-------- EXERCISE INPUT

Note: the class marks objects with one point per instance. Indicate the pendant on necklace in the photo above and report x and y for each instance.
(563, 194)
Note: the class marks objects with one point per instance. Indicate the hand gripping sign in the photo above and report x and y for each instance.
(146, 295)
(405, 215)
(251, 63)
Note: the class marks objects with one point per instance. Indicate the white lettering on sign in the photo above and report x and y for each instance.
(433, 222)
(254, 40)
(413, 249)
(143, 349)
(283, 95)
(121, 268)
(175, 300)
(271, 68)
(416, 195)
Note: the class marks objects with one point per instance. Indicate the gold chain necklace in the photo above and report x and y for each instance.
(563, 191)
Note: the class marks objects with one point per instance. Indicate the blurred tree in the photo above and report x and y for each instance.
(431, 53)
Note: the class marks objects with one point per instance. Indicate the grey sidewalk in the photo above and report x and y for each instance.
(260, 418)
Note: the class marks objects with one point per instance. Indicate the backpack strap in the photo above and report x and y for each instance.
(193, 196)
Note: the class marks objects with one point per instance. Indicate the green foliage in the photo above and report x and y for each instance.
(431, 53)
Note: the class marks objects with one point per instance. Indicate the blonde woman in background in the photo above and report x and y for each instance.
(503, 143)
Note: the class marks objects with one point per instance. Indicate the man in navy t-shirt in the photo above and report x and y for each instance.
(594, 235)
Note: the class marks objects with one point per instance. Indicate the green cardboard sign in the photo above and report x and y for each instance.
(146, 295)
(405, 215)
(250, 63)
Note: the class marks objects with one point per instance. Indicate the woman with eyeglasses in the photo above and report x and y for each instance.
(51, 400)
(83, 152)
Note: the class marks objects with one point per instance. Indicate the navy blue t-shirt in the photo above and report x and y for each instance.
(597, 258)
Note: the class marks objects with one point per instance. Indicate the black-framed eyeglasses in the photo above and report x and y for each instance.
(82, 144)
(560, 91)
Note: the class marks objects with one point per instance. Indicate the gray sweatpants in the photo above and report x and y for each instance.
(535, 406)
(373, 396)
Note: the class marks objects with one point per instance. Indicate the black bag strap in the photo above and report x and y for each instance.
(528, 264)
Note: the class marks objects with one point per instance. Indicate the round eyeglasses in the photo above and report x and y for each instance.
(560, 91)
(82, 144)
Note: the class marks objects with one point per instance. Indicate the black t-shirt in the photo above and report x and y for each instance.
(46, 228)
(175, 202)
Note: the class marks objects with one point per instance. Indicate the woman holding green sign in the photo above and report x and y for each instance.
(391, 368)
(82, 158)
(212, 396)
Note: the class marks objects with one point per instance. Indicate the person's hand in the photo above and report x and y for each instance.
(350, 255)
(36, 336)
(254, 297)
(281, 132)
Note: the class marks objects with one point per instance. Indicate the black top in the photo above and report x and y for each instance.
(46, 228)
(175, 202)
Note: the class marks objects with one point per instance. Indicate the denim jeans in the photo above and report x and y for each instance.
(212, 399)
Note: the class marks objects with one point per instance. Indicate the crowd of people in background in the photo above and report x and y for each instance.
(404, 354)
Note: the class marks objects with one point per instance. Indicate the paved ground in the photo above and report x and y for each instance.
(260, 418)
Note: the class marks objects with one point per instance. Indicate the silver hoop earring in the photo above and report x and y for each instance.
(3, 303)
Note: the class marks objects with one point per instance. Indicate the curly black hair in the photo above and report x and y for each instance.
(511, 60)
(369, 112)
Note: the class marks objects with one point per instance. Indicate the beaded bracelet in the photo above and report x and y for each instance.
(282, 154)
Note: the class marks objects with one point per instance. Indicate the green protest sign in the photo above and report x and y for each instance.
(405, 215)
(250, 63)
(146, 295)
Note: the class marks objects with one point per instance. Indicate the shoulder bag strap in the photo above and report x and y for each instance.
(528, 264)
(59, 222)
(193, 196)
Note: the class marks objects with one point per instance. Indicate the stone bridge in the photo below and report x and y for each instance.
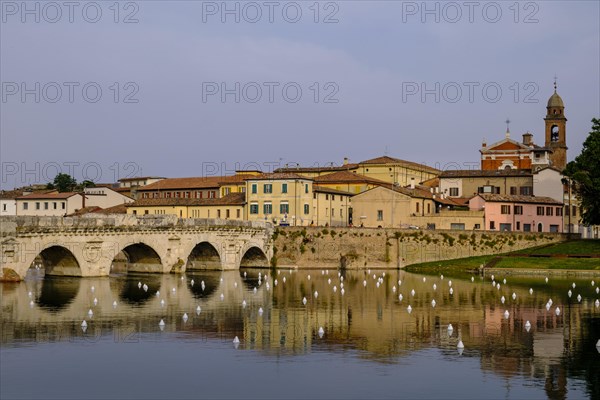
(91, 246)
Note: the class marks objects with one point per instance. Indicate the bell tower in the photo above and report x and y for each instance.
(556, 123)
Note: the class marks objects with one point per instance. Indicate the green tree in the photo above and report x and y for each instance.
(64, 182)
(584, 171)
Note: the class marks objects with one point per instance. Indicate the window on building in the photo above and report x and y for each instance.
(267, 208)
(284, 208)
(540, 211)
(518, 210)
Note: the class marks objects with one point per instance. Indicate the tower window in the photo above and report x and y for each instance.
(554, 133)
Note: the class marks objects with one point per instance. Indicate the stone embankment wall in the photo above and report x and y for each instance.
(392, 248)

----------------

* **PROBLEM DETAILS**: Return to the listing above and set it down exactly, leaving out its pictures.

* **TASK SOLUTION**:
Note: the class marks objects with one point per instance. Indicate the pendant on necklace in the photo above and report x and y for each instance.
(563, 194)
Note: the class marks objects with one point per instance. Indicate the hand gripping sign in the photo above and report x and y for each instance.
(146, 295)
(405, 215)
(251, 63)
Note: the class marks objects with one point per instance. Indicate the white lettering on sign in the photo above and report x and y for each instance.
(433, 222)
(254, 40)
(413, 249)
(143, 349)
(283, 95)
(121, 268)
(175, 300)
(271, 68)
(416, 195)
Note: the class marks objects with one point per instance. Indicate the gold chain necklace in the photo above and report x and y for each instance.
(563, 191)
Note: the class marks objects with one point per instance. Indicate the blurred tree in the photo above and report x and y for each instance.
(431, 53)
Note: the class marks objects with one point per instance. Indicate the grey sidewalk in the photo above and report x and y for each instance.
(260, 418)
Note: the class marks objects with one point per instance. Indicate the backpack strap in the photo above and report x and y for each instance.
(193, 196)
Note: the class marks objects with one point per instance. Indicate the green foliage in the photo above and report x and y for each instance.
(431, 53)
Note: the class marks objects with one point per instance. Indicate the blonde woman in background in the photo above and report x and y for each instance.
(503, 143)
Note: the class marks objects with one point per instance. Indicate the man in navy t-shirt in the photo above and report x and y for each instance.
(594, 235)
Note: the class marks objects with one point per instance. Indicate the green cardboard sign in the photo above and report x and y for each instance.
(146, 295)
(405, 215)
(250, 63)
Note: the class marks objects with one point per instance. Indicate the woman with eyeglasses in the photo above and report x and y for each instance.
(51, 400)
(83, 152)
Note: the class marks objects with one point per instance. Indicate the navy blue t-shirt in the photo above and report x and y for each instance.
(597, 258)
Note: the class marks objects with one point per instance. Indicate the black-framed eyeglasses in the photo above and report x and y for each instance.
(82, 144)
(560, 91)
Note: the class marks objects with one point per instance. Indicate the gray sweatpants in the photo above and report x and y for each instance.
(535, 406)
(373, 396)
Note: the class marks objects with one point per instance. Indicate the black bag strap in the photo above and report x and y for each instance.
(528, 264)
Note: the class marks objects with one point per instance. Indicate the round eyeglasses in the photo above and report x and y for each instance.
(560, 91)
(82, 144)
Note: the class marks objects with one point per instance. Indicate the black t-shirt in the photo above and report x and y for each instance.
(46, 228)
(175, 202)
Note: the class marks objects with one point per instance. Indicate the woman holding green sign in the photo above and report x and y for each instance.
(391, 368)
(82, 158)
(212, 396)
Note: the class marks objects with one point per instance. Indicate the person's hand in the photo above and report x and y for each instance.
(350, 255)
(36, 336)
(254, 297)
(281, 132)
Note: the class marks objects with one point per instance. Indicate the black top in the photo above and report x and y for each instance.
(46, 228)
(175, 202)
Note: the class marks objects with one point per instance. Indicate the denim jeans in the photo above and report x and y for each instance.
(212, 399)
Note: the class marks objects with one point per instance. Indicate the crowd of people in background in the photo above and report x and y for each instance.
(404, 354)
Note: the class marks objects with one point per instance. Indicate the paved ground in the photo above and report x and y for each instance.
(260, 418)
Note: the class marks objects with one point per instance. Indicate the silver hoop earring in the photo above and report x and y for each instance.
(3, 303)
Note: the class marks objects with one point per instance. Indicate the curly black hair in the photo above and report x and y for each instance.
(511, 60)
(369, 112)
Note: the class marks objects with one point per instance. Indicate the beaded bracelet in the photo above and report x and y for each instance.
(282, 154)
Note: the class marks objects with one point per instance. Indicate the green protest sign in the photo above and report x and y for each instance.
(405, 215)
(250, 63)
(146, 295)
Note: the class marks objects with one point per instance. Indicate the shoulder bag strap in the photo above and report x and y for each instance.
(528, 264)
(59, 222)
(193, 196)
Note: the class marks objects with one point per instance. Indicate the stone bridge in the photo below and report x and y for each instance.
(91, 246)
Note: the class marks objects with one point per instance. Indicate the bell tower in the photo above and report x and y for each instance.
(556, 123)
Note: the class marks objects with one point per instance. Indicate the green tree in the photo above and report x and y for each instance.
(64, 182)
(584, 171)
Note: the class marks objects with one point per instance. Indicate the window on building in the photo above and report x and y for each instance.
(267, 208)
(284, 208)
(540, 211)
(518, 210)
Note: the class marks objects with one point per instance. Indicate the tower window in the photo above and report x and y for each instance.
(554, 133)
Note: the class marks objects with one point per instance. Indicate the stone embankment wall in the photo above and report x and y for each instance.
(392, 248)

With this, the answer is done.